■ AIM OF THE EXERCISE ■
Tally the lines in the listing below that contain the string "high", matching case exactly, and give only the number.

■ DATA SECTION ■
▶
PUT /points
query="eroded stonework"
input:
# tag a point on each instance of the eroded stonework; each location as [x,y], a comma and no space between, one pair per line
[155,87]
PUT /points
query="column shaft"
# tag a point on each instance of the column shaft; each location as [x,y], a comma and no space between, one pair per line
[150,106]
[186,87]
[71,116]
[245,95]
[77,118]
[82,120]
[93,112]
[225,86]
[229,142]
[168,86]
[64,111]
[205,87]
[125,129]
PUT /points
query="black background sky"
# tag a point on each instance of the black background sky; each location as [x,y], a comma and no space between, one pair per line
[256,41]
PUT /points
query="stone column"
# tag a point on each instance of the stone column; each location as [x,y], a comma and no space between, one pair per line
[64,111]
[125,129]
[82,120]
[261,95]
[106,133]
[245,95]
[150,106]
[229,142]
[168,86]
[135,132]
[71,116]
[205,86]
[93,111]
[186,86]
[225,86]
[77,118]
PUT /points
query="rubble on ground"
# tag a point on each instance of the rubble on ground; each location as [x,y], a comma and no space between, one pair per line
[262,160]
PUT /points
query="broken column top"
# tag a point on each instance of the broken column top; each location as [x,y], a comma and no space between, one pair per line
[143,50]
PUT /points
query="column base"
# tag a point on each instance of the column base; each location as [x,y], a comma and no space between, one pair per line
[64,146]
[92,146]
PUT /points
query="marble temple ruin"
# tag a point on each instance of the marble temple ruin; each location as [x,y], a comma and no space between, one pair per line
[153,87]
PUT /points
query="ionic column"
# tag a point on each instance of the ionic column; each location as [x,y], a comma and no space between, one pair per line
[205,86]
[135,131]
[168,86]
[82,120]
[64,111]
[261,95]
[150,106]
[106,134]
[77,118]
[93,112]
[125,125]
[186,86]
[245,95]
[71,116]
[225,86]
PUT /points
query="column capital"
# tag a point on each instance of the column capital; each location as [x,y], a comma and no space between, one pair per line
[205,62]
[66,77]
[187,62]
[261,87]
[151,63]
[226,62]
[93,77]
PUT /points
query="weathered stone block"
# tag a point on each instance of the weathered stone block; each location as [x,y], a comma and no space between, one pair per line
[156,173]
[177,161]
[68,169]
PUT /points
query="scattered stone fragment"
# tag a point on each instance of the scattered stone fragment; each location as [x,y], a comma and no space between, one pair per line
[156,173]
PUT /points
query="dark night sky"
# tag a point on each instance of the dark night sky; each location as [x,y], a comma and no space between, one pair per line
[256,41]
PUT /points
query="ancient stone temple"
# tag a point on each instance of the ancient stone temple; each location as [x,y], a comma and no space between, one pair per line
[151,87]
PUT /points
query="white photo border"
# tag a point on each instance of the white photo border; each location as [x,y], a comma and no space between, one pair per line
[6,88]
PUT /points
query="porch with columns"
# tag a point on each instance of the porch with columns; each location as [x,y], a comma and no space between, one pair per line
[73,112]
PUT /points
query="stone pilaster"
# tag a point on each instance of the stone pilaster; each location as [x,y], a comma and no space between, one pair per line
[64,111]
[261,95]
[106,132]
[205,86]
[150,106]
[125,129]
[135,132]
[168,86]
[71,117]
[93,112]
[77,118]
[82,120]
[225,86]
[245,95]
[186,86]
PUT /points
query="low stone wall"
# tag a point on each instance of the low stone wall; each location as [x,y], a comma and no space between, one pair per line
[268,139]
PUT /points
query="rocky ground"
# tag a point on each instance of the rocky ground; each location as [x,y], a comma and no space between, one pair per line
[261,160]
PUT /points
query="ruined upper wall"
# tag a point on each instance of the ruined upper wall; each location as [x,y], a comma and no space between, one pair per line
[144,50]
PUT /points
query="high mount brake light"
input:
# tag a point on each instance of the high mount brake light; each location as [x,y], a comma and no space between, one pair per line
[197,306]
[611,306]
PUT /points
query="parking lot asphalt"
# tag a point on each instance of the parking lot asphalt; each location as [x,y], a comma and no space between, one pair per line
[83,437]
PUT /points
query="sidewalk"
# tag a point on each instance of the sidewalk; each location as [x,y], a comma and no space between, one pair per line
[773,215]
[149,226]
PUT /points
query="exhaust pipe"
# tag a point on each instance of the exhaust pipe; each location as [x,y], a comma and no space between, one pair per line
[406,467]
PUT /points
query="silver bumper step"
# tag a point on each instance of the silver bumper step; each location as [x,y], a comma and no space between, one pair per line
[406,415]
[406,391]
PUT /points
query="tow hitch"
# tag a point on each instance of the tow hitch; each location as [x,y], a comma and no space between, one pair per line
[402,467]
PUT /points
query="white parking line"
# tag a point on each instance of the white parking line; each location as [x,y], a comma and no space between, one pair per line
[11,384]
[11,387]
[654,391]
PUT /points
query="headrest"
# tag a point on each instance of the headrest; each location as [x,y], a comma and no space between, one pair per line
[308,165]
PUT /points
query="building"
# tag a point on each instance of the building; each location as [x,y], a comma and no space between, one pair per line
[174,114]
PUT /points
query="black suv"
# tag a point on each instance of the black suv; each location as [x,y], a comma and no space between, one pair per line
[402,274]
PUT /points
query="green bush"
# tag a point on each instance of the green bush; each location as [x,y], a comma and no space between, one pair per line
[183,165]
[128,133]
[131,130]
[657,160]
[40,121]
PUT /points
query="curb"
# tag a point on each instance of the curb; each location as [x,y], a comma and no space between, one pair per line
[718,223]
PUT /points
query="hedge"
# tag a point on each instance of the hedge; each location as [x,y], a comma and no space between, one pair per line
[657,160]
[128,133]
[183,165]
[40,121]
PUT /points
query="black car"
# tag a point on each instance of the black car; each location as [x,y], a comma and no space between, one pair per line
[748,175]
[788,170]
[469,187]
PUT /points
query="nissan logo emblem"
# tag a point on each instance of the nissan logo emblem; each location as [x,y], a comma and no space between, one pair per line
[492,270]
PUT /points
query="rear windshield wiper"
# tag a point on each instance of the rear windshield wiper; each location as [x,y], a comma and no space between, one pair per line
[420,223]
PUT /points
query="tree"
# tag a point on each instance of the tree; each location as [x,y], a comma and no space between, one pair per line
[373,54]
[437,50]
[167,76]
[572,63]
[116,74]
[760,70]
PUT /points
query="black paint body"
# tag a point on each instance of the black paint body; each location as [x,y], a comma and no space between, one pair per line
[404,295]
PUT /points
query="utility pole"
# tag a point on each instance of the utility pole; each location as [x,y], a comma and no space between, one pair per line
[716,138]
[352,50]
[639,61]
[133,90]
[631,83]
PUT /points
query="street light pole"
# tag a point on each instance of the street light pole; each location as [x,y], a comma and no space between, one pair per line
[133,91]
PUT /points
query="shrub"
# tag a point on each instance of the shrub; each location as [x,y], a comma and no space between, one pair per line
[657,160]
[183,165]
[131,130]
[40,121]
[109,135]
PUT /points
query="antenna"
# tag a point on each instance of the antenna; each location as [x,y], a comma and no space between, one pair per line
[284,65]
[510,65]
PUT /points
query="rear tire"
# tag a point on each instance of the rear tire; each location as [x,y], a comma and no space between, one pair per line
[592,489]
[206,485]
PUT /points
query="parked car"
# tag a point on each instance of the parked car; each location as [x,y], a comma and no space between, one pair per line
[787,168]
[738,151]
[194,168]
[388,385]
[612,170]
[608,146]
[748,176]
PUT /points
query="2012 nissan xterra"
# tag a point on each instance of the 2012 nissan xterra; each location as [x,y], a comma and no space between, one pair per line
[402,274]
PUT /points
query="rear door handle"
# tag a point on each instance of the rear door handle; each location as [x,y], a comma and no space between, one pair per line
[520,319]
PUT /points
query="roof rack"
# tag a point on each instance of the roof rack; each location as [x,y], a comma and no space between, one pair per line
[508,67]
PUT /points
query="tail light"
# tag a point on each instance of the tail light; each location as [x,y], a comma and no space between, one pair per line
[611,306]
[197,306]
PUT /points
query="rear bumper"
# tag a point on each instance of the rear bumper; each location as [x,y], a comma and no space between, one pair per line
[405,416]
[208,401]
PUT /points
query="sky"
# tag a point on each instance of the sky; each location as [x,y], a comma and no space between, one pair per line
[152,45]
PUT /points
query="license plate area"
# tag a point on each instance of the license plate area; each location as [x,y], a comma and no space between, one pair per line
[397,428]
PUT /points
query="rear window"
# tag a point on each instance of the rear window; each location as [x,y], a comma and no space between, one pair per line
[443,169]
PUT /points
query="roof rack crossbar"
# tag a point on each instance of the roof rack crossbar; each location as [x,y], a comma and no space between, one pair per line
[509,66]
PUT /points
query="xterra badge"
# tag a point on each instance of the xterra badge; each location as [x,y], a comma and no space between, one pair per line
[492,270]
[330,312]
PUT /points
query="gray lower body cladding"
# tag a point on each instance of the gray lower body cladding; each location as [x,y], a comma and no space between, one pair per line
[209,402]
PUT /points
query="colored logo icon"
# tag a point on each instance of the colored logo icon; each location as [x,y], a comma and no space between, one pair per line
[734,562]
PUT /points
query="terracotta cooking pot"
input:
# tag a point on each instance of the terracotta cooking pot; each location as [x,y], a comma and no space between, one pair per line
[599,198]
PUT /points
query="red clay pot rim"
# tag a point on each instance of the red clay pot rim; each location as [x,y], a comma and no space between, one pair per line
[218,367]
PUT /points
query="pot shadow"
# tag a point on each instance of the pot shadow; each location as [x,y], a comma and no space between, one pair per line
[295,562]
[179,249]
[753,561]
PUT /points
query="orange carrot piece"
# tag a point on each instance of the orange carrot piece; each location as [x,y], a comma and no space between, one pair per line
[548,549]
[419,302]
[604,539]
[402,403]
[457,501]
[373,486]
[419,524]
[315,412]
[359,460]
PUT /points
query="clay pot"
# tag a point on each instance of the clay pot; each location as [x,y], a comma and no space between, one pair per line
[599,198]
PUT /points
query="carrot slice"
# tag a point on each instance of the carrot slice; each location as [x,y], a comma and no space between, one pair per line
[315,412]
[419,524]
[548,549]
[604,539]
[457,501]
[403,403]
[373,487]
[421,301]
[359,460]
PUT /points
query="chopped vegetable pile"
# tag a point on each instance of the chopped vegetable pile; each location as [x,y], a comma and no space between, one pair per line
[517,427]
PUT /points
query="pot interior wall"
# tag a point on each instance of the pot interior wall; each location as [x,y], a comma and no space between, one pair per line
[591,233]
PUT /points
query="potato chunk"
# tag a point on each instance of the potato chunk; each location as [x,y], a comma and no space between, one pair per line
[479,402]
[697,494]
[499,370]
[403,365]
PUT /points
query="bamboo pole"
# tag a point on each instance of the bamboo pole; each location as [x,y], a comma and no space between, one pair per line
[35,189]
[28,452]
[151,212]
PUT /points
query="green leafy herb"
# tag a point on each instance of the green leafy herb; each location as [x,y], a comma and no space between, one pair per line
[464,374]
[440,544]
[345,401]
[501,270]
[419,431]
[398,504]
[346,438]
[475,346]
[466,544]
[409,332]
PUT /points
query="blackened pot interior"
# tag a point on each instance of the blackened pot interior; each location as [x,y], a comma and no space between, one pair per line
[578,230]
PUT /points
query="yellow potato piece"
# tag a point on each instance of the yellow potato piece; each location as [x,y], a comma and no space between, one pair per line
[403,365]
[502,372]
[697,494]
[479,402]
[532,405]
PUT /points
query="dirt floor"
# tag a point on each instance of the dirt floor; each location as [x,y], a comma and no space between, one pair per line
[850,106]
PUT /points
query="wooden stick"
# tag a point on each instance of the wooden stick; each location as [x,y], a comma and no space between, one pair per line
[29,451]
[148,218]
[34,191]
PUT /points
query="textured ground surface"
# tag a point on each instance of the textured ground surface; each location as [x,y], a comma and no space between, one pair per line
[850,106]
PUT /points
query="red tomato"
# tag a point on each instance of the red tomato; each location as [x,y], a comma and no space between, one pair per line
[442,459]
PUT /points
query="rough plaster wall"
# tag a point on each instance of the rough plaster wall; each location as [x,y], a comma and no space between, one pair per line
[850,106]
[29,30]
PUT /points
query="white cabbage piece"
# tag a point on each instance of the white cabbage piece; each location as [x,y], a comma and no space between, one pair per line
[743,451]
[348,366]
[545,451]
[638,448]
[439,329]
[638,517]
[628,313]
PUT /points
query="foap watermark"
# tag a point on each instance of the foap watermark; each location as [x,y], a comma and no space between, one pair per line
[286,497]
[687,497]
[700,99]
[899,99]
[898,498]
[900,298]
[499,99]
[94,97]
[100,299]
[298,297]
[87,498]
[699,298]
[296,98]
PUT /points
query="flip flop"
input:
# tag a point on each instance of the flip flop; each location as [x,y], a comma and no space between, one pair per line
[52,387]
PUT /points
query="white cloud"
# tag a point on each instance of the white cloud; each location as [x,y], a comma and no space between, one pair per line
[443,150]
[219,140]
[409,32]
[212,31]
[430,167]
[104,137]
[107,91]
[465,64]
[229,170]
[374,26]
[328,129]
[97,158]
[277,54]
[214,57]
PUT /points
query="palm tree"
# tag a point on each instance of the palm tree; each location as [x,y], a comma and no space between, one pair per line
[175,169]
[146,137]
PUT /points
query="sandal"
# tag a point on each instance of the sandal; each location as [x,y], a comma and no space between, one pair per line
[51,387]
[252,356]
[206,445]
◀
■ WRITTEN RESPONSE ■
2